Entries from a pointing dataset
↓↓↓
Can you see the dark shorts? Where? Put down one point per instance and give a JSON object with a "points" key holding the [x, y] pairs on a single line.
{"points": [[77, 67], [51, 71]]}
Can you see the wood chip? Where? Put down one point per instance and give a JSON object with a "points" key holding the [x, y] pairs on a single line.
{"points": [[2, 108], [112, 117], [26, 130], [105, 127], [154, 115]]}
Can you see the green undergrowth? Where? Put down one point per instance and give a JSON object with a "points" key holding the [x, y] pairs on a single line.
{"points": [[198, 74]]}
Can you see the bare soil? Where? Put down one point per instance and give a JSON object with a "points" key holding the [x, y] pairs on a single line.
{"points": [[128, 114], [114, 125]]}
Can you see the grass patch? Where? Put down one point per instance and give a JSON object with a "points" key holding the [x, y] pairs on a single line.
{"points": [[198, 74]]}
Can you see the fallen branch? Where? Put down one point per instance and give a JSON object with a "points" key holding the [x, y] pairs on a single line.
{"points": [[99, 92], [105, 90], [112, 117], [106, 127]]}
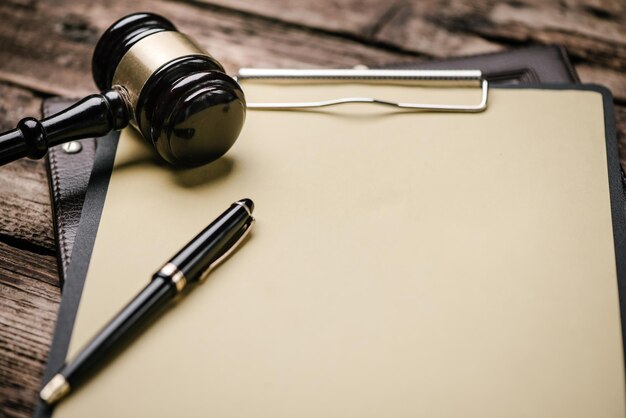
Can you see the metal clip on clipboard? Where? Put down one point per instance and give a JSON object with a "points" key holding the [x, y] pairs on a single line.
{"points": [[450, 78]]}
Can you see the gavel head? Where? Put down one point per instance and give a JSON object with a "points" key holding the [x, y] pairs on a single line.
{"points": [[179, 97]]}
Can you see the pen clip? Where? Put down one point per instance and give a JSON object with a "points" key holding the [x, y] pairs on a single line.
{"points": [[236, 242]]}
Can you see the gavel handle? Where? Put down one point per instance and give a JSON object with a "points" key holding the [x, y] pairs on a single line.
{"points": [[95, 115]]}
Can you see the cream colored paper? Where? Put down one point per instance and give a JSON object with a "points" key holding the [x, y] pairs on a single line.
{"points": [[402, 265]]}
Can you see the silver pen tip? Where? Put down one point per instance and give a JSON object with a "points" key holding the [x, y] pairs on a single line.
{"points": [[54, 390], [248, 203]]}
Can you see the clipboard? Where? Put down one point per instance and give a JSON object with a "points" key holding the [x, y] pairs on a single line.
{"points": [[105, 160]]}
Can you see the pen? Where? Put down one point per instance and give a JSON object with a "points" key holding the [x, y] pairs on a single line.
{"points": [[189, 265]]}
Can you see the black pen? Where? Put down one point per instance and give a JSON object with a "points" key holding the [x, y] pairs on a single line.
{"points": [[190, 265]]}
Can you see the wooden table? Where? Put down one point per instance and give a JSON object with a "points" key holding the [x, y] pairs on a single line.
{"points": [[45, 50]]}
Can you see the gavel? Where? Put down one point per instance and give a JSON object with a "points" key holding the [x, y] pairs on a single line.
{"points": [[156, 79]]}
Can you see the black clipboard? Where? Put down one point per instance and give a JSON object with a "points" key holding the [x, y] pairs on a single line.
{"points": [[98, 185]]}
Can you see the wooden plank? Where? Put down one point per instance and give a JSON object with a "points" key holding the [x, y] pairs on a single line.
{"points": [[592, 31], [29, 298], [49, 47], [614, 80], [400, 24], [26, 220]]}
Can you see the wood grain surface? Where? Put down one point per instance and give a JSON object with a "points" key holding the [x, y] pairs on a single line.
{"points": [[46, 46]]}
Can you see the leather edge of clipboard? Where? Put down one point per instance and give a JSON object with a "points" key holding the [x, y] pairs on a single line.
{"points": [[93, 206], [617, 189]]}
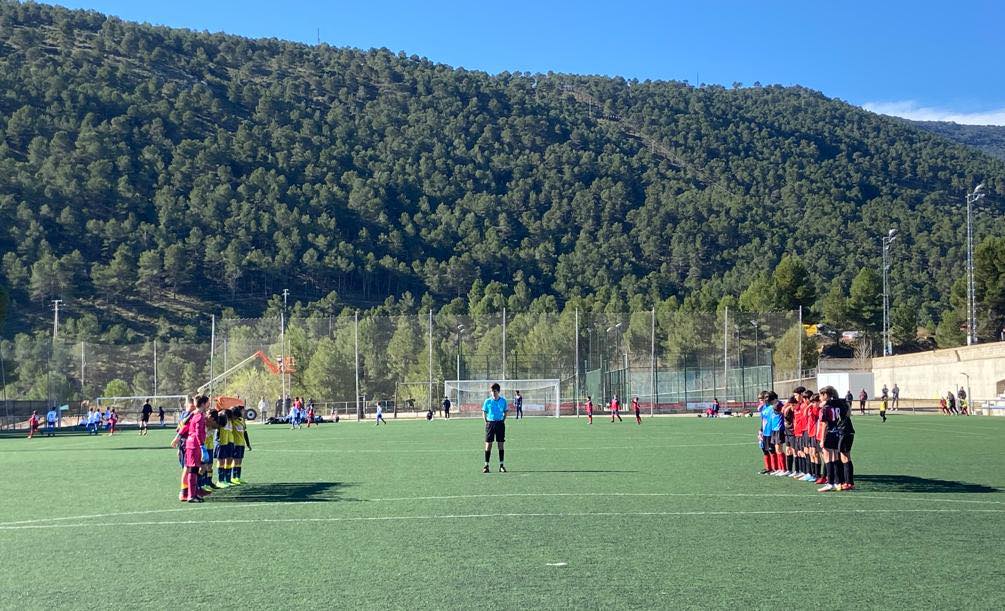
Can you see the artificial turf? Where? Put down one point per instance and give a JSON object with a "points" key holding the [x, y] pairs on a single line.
↑↑↑
↓↓↓
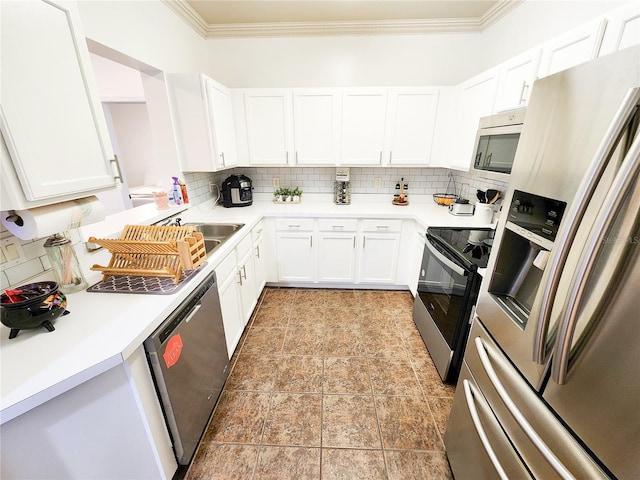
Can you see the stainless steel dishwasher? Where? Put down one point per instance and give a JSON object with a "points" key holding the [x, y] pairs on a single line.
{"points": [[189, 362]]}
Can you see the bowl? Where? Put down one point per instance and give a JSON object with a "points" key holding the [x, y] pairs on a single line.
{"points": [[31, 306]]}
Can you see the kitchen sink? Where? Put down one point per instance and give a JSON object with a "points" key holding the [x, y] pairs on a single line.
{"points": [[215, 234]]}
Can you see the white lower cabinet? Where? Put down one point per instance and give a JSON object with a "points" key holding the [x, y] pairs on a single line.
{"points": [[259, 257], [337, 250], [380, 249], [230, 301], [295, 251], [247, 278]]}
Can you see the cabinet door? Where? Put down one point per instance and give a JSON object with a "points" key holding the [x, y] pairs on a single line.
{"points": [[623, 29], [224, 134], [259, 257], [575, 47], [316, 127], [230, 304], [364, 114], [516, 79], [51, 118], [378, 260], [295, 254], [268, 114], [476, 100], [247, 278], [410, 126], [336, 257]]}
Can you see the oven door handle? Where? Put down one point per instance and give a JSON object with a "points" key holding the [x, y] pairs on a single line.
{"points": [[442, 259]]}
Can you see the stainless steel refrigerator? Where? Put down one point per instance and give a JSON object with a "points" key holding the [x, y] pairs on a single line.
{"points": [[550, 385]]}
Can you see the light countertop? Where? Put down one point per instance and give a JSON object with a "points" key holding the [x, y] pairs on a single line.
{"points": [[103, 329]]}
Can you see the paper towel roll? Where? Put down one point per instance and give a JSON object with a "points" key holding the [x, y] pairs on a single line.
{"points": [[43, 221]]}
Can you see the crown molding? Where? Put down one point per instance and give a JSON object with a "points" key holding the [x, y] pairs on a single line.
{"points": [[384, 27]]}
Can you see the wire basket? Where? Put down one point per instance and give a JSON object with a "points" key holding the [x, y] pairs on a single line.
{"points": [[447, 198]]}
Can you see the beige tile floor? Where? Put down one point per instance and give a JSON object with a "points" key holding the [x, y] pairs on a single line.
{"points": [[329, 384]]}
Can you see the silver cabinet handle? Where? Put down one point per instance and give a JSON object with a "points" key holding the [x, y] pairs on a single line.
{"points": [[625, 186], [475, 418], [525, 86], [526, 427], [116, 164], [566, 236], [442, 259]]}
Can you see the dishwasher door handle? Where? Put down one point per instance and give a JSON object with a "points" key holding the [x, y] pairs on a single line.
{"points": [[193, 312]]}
↑↑↑
§ **REQUIRED TASK**
Find each line above that contains the string "paper" and copy those lines in full. Matches must have the same letter case.

§ **COMPLETED TASK**
Can you see the cream colored paper? Where? Put down one point per instance and give a JSON object with a "points" key holding the [x, y] pairs on a single line.
Can you see the paper towel roll? Where? Put down one point per instance and give a JSON object with a "points" key holding the [x, y] pairs on a single line.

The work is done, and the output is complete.